What you are asked to do >>
Word for word, reproduce all of the entries shown below.

Extracted data entries >>
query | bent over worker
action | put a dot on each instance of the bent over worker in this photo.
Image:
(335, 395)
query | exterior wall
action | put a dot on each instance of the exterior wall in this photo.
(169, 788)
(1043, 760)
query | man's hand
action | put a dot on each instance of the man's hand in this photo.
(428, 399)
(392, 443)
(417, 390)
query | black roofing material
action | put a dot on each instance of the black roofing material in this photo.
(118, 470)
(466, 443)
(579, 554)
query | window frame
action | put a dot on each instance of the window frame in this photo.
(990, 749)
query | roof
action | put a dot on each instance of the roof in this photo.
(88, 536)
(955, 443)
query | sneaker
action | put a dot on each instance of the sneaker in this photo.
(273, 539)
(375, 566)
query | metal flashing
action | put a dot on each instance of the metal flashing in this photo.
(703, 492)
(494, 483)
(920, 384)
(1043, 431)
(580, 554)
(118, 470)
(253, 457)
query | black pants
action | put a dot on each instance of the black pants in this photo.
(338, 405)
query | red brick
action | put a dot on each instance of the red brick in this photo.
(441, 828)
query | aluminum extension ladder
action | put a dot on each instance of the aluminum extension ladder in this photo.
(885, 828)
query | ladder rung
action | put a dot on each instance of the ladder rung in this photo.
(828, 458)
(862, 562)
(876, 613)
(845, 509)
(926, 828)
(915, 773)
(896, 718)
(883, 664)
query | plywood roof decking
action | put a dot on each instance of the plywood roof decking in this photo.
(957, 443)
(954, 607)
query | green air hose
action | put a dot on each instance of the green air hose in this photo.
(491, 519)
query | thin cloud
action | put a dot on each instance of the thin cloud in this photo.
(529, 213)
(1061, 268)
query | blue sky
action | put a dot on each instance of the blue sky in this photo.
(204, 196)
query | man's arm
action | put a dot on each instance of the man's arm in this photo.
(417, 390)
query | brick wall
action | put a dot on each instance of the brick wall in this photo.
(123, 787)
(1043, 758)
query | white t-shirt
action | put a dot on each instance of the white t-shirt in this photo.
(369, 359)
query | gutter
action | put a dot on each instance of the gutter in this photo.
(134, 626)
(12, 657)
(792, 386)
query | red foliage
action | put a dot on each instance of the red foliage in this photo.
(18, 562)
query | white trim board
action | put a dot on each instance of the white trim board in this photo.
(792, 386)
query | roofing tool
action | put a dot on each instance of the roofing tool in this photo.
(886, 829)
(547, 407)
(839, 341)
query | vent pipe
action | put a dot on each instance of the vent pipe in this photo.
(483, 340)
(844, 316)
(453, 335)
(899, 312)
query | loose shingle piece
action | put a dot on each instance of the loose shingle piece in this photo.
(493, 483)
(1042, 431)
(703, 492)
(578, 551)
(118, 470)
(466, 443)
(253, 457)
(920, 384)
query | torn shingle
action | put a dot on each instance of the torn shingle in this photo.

Response area >>
query | bent over worker
action | put a dot on each instance of the bent over worker in this photo.
Image:
(335, 395)
query | exterior wall
action | put a dot on each instance of the exterior wall in this photo.
(169, 788)
(1043, 760)
query | man's hand
action | put a dot on each instance of the man's hand in this photo.
(428, 399)
(392, 443)
(417, 390)
query | black roofing material
action | put a dot on each instance of the black roofing material in this photo.
(118, 470)
(466, 443)
(579, 554)
query | window frame
action | put a dot on each instance of the window frame in this photo.
(990, 749)
query | roof
action | put a dot on each instance of the roof in this photo.
(88, 536)
(955, 443)
query | sneaker
action | put a dot on each instance of the sneaker in this photo.
(273, 539)
(375, 566)
query | metal flashing
action | put a dot on each instance of the metal flashing in this photo.
(703, 492)
(494, 483)
(920, 384)
(1043, 431)
(580, 554)
(118, 470)
(253, 457)
query | black pants
action | put a dot on each instance of the black pants in this photo.
(338, 405)
query | red brick
action | put a dot on each instance of the red brick in this photo.
(441, 828)
query | aluminum extension ladder
action | put a dot on each instance of the aluminum extension ladder in this photo.
(885, 828)
query | ladder rung
action | put a dot on each instance of the ladder rung in this photo.
(828, 458)
(862, 562)
(876, 613)
(845, 509)
(926, 828)
(915, 773)
(896, 718)
(883, 664)
query | plywood roof decking
action | put a dot on each instance of the plywood roof decking in this photo.
(957, 443)
(954, 607)
query | green air hose
action | put a dot on each instance of the green air hose in this photo.
(491, 519)
query | thin cloud
action | put a dot on each instance of the thin cloud in this photo.
(529, 213)
(1061, 268)
query | blue sky
action | put a dot on each instance of the blue sky in this photo.
(204, 196)
query | man's arm
action | put a dot on each instance of the man's arm in this photo.
(417, 390)
query | brick wall
action | put a dot on each instance of the brick wall in this photo.
(123, 787)
(1043, 758)
query | white t-shirt
action | put a dot on each instance of the white t-shirt in this photo.
(369, 359)
query | gutter
action | put a dot on each instance of the gutter in this photo.
(134, 626)
(12, 657)
(792, 386)
query | red foliage
action | put a dot on each instance of the red foliage in this photo.
(18, 562)
query | white trim board
action | put a dot on each instance of the white trim board in this photo.
(792, 386)
query | roofing tool
action | put a dot on each instance of the roofing tool in this photo.
(886, 829)
(547, 407)
(839, 341)
query | vent pipe
action | put a dot on each instance of the vent pipe in this photo.
(483, 340)
(844, 316)
(453, 335)
(899, 312)
query | loose shingle piece
action | put a dot on each instance of the loose shingle piece in this photo.
(493, 483)
(1042, 431)
(703, 492)
(578, 551)
(118, 470)
(466, 443)
(253, 457)
(920, 384)
query | torn shingle
action | put a dot on each instance of the torn shingle in this photo.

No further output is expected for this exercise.